**GIVEN INSTRUCTION**. Turn every line of the records below into a JSON list of strings, with one string per line and blank lines omitted.
--- TASK MATERIAL ---
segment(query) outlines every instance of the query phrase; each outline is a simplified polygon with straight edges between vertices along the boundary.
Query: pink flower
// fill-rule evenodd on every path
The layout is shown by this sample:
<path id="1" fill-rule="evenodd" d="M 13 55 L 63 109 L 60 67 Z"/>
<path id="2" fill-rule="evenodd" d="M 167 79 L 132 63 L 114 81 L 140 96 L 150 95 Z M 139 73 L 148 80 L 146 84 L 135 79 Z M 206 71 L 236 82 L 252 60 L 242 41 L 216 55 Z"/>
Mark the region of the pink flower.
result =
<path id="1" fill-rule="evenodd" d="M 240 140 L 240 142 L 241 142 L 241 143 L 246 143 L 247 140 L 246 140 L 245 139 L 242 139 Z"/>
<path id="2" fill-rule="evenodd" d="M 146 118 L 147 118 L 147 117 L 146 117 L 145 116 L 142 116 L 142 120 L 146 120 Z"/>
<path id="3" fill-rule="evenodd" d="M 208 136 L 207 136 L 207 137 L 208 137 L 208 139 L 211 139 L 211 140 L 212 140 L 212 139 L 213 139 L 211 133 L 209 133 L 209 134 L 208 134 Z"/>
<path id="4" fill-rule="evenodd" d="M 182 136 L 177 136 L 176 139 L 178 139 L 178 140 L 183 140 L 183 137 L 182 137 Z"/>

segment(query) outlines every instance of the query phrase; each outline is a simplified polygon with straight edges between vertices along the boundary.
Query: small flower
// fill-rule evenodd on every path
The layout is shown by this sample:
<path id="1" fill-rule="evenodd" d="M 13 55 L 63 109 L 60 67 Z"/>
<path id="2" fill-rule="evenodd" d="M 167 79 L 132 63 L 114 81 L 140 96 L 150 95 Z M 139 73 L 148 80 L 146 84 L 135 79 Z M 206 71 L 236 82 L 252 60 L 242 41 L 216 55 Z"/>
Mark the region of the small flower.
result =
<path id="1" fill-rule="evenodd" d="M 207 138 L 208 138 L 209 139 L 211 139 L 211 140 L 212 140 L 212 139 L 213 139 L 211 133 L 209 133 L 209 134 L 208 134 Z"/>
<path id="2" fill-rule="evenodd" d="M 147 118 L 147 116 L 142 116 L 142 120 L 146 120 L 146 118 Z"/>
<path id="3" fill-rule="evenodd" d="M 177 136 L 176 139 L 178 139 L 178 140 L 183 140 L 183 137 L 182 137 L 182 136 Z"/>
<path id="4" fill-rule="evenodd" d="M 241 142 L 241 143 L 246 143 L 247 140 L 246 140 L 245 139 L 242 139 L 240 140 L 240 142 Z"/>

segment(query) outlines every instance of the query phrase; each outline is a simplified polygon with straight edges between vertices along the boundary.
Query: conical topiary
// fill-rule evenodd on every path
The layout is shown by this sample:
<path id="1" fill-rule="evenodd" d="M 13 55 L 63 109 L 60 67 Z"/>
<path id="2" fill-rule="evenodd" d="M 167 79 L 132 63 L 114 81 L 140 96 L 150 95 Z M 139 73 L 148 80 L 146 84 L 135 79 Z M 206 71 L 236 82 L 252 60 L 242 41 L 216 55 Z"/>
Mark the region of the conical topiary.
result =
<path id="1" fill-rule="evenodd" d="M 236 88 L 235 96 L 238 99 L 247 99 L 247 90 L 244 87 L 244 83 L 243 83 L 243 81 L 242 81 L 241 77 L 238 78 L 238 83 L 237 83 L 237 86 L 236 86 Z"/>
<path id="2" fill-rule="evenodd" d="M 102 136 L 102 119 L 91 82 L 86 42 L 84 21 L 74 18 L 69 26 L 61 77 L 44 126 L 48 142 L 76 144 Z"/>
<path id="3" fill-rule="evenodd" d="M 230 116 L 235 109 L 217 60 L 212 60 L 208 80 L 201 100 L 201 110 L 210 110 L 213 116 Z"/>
---
**WRITTEN RESPONSE**.
[
  "segment(query) outlines every instance of the query phrase; each outline is a simplified polygon with straight edges between vertices along the boundary.",
  "Query: pink flower",
  "// fill-rule evenodd on every path",
  "The layout is shown by this sample:",
  "<path id=\"1\" fill-rule=\"evenodd\" d=\"M 13 55 L 63 109 L 60 67 Z\"/>",
  "<path id=\"2\" fill-rule=\"evenodd\" d=\"M 167 79 L 132 63 L 114 81 L 140 96 L 150 95 Z M 139 73 L 148 80 L 146 84 L 135 79 Z M 206 71 L 236 82 L 252 60 L 242 41 L 216 55 Z\"/>",
  "Mark the region of the pink flower.",
  "result =",
  "<path id=\"1\" fill-rule=\"evenodd\" d=\"M 240 140 L 240 142 L 241 142 L 241 143 L 246 143 L 247 140 L 246 140 L 245 139 L 242 139 Z\"/>",
  "<path id=\"2\" fill-rule=\"evenodd\" d=\"M 146 118 L 147 118 L 147 117 L 146 117 L 145 116 L 142 116 L 142 120 L 146 120 Z\"/>",
  "<path id=\"3\" fill-rule=\"evenodd\" d=\"M 208 136 L 207 136 L 207 137 L 208 137 L 208 139 L 211 139 L 211 140 L 212 140 L 212 139 L 213 139 L 211 133 L 209 133 L 209 134 L 208 134 Z\"/>",
  "<path id=\"4\" fill-rule=\"evenodd\" d=\"M 182 136 L 177 136 L 176 139 L 178 139 L 178 140 L 183 140 L 183 137 L 182 137 Z\"/>",
  "segment(query) outlines every instance of the query phrase; each outline is a simplified polygon with straight edges between vertices along the boundary.",
  "Query: small flower",
  "// fill-rule evenodd on every path",
  "The layout is shown by this sample:",
  "<path id=\"1\" fill-rule=\"evenodd\" d=\"M 13 55 L 63 109 L 60 67 Z\"/>",
  "<path id=\"2\" fill-rule=\"evenodd\" d=\"M 167 79 L 132 63 L 114 81 L 140 96 L 150 95 Z M 139 73 L 148 80 L 146 84 L 135 79 Z M 206 71 L 236 82 L 252 60 L 242 41 L 216 55 Z\"/>",
  "Mark the region of the small flower.",
  "result =",
  "<path id=\"1\" fill-rule=\"evenodd\" d=\"M 207 138 L 208 138 L 209 139 L 211 139 L 211 140 L 212 140 L 212 139 L 213 139 L 211 133 L 209 133 L 209 134 L 208 134 Z\"/>",
  "<path id=\"2\" fill-rule=\"evenodd\" d=\"M 147 118 L 147 116 L 142 116 L 142 120 L 146 120 L 146 118 Z\"/>",
  "<path id=\"3\" fill-rule=\"evenodd\" d=\"M 177 136 L 176 139 L 178 139 L 178 140 L 183 140 L 183 137 L 182 137 L 182 136 Z\"/>",
  "<path id=\"4\" fill-rule=\"evenodd\" d=\"M 241 142 L 241 143 L 246 143 L 247 140 L 246 140 L 245 139 L 242 139 L 240 140 L 240 142 Z\"/>",
  "segment(query) outlines every instance of the query phrase; each outline is a simplified polygon with straight edges between vertices along the boundary.",
  "Query: conical topiary",
  "// fill-rule evenodd on every path",
  "The layout is shown by this sample:",
  "<path id=\"1\" fill-rule=\"evenodd\" d=\"M 13 55 L 63 109 L 60 67 Z\"/>",
  "<path id=\"2\" fill-rule=\"evenodd\" d=\"M 167 79 L 132 63 L 114 81 L 140 96 L 150 95 Z M 139 73 L 148 80 L 146 84 L 135 79 Z M 206 71 L 236 82 L 252 60 L 242 41 L 216 55 Z\"/>",
  "Mark the region of the conical topiary.",
  "result =",
  "<path id=\"1\" fill-rule=\"evenodd\" d=\"M 236 88 L 235 96 L 238 99 L 247 99 L 247 90 L 244 87 L 244 83 L 243 83 L 243 81 L 242 81 L 241 77 L 238 78 L 238 83 L 237 83 L 237 86 L 236 86 Z\"/>",
  "<path id=\"2\" fill-rule=\"evenodd\" d=\"M 102 136 L 102 119 L 91 82 L 86 42 L 84 21 L 74 18 L 69 26 L 61 77 L 44 126 L 48 142 L 76 144 Z\"/>",
  "<path id=\"3\" fill-rule=\"evenodd\" d=\"M 230 116 L 235 109 L 217 60 L 212 60 L 208 80 L 201 100 L 201 110 L 210 110 L 213 116 Z\"/>"
]